## Information given
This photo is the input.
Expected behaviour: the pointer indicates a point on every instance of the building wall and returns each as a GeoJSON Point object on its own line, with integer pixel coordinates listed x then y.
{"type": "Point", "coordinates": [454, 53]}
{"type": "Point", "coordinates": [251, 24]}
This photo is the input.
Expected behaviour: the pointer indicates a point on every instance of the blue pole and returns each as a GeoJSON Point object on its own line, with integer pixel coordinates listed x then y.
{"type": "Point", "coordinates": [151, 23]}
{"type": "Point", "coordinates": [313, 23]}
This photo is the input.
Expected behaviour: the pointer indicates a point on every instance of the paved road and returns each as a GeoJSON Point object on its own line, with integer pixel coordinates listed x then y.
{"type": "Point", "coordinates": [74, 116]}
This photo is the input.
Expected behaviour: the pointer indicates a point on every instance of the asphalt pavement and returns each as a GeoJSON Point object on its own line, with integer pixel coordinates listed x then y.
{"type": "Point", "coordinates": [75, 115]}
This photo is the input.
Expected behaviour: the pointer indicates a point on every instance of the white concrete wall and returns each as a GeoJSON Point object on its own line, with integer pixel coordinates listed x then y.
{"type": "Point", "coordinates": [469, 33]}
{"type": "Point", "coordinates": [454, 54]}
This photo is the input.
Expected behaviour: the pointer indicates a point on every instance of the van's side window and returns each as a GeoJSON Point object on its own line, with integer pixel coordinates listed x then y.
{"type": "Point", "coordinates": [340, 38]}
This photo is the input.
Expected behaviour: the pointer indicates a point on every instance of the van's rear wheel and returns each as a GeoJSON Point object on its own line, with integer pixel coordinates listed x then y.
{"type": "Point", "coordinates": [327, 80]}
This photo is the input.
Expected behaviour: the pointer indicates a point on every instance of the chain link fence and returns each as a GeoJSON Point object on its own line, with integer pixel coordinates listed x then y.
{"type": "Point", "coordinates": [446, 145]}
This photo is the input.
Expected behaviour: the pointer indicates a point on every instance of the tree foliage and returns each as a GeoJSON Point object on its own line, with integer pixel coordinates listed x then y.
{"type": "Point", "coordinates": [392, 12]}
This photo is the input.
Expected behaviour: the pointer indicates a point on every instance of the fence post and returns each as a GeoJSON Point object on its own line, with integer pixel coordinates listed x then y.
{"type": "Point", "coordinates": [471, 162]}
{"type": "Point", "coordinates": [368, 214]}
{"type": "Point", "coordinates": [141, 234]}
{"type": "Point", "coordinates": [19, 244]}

## What you will do
Report how many lines in the items above contain the string "wall", with case counting, and give only the number.

## Answer for the task
2